** START OF DATA FOR PROCESSING **

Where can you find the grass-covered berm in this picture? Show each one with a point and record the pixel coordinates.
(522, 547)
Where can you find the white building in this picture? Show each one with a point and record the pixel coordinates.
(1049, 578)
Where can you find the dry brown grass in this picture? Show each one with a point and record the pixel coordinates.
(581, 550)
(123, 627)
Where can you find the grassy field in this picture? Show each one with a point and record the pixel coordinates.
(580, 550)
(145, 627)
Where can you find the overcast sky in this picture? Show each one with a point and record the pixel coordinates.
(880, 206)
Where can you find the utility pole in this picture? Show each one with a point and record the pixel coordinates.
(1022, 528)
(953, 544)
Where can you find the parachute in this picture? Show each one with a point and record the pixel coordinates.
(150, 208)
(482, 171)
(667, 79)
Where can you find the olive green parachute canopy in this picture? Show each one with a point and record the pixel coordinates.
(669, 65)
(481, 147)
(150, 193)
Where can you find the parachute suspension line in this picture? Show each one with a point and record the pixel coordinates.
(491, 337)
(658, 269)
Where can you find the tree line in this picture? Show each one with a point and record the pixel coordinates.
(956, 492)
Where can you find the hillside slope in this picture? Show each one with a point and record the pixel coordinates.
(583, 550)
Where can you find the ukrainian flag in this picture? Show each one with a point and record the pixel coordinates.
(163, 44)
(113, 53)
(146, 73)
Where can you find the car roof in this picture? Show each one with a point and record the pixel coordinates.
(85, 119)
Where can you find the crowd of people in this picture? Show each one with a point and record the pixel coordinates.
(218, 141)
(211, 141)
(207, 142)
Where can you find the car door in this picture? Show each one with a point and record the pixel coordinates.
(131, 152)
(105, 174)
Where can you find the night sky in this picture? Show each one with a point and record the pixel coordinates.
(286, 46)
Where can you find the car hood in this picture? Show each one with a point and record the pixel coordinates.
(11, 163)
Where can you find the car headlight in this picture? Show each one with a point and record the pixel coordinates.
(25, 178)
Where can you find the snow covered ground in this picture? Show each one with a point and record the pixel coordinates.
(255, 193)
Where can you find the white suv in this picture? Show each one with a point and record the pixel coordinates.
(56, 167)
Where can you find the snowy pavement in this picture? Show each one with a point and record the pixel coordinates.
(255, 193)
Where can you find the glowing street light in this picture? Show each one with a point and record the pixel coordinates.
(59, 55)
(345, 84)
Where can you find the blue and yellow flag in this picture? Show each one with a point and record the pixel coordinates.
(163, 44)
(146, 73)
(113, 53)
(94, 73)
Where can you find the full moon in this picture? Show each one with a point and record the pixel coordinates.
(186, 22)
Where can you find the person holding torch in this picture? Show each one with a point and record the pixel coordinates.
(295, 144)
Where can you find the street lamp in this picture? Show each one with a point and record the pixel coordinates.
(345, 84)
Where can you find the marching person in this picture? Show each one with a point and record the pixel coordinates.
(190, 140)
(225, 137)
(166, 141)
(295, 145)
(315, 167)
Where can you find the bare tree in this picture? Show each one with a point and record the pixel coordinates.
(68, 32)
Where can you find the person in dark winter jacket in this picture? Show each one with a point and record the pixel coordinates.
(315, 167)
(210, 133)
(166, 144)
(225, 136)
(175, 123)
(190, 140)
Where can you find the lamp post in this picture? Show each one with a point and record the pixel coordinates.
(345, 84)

** END OF DATA FOR PROCESSING **
** START OF DATA FOR PROCESSING **

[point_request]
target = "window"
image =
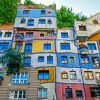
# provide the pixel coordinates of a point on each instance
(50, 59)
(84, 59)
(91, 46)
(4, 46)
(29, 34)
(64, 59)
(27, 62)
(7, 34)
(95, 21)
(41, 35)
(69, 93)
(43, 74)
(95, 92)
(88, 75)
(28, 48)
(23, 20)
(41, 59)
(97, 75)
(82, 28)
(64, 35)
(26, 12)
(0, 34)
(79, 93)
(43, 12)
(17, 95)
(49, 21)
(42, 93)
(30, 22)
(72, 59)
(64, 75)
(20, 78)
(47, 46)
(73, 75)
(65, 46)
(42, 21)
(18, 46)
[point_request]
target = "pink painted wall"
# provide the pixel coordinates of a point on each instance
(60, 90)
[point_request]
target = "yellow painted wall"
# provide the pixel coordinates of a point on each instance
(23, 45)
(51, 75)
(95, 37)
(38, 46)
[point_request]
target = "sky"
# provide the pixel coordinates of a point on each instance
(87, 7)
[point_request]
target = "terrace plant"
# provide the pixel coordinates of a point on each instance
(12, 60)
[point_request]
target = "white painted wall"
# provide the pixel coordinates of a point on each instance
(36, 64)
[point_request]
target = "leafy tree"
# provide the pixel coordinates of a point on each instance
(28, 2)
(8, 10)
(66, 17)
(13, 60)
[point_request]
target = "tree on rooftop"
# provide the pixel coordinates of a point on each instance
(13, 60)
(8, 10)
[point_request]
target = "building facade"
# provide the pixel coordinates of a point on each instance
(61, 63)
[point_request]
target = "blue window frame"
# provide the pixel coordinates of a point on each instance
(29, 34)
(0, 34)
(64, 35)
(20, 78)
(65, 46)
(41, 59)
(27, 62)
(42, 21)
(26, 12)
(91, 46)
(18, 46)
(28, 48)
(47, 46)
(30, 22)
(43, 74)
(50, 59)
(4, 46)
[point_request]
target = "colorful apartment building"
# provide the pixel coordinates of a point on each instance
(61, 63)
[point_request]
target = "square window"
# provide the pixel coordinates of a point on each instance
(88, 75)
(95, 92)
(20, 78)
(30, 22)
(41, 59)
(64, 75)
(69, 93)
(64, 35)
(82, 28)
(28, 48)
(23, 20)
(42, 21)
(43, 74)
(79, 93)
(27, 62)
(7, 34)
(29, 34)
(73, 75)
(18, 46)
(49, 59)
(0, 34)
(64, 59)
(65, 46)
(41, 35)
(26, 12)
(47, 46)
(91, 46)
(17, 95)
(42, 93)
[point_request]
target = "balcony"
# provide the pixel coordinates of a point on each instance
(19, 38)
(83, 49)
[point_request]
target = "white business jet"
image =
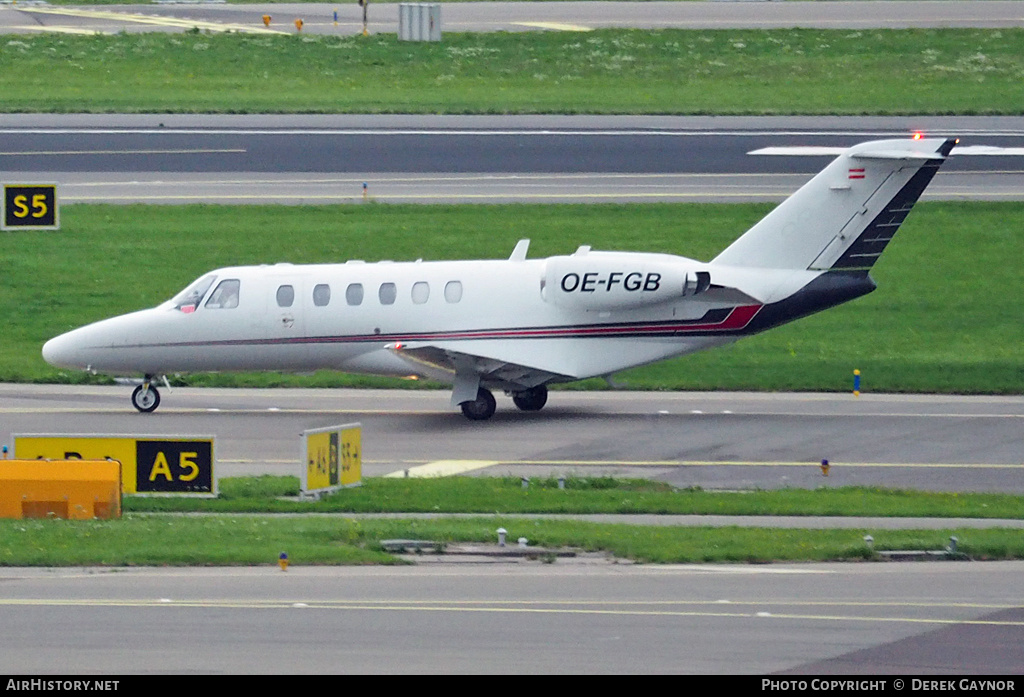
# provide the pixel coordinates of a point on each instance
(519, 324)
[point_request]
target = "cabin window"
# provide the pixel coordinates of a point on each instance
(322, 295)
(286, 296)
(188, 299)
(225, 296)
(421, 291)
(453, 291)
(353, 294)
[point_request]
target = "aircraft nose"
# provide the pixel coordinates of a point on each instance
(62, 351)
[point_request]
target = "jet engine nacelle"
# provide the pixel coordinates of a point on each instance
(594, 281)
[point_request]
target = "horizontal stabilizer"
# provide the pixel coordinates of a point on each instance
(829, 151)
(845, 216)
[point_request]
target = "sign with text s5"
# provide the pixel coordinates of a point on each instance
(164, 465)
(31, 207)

** END OF DATA FOR PROCESSING **
** START OF DATA FOR PROCESSING **

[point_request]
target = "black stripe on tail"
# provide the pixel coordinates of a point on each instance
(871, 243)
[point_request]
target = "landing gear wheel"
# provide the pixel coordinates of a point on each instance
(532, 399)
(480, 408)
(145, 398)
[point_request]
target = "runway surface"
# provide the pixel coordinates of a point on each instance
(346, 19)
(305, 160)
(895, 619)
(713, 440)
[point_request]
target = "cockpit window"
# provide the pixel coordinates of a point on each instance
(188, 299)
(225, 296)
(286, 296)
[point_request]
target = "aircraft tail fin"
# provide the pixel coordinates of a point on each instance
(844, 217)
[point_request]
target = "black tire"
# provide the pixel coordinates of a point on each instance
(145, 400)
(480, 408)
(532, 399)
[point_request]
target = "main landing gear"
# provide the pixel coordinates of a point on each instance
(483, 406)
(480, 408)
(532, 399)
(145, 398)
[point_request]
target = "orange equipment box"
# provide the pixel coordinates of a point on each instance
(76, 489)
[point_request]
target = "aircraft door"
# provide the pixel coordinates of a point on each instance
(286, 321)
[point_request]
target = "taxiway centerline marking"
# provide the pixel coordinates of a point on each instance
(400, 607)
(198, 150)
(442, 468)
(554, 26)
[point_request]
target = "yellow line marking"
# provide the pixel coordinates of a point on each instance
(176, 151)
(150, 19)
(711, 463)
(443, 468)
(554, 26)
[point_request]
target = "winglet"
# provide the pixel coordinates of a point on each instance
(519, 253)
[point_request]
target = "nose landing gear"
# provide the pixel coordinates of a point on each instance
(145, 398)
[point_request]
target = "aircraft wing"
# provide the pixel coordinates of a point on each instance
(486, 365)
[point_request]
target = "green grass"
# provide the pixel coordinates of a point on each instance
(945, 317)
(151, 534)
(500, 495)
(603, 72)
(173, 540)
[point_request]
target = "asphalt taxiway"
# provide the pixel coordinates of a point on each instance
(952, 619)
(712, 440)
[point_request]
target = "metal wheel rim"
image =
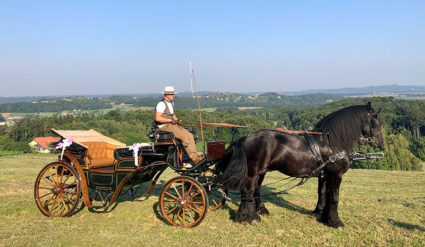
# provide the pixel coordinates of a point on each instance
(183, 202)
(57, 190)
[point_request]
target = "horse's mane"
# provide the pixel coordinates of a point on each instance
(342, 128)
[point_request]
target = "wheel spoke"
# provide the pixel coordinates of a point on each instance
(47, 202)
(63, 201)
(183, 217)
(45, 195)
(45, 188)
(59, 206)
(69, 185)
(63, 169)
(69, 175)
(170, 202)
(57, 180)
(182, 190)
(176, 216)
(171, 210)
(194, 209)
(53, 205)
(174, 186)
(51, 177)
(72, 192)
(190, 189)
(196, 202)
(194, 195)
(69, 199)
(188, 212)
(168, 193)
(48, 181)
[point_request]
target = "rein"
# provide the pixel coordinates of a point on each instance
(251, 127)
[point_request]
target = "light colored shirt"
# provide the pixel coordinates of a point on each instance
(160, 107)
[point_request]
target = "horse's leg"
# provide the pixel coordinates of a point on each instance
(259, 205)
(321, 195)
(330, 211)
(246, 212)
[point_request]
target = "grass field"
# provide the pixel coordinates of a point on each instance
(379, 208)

** END OF DATA FOR PROCESSING **

§ WHAT YOU NEED TO DO: Locate every line in the records above that contains the word "landing", and copy each of those lines in full.

§ FINISHED TASK:
target = "landing gear wheel"
target = "main landing gear"
target = "nose landing gear"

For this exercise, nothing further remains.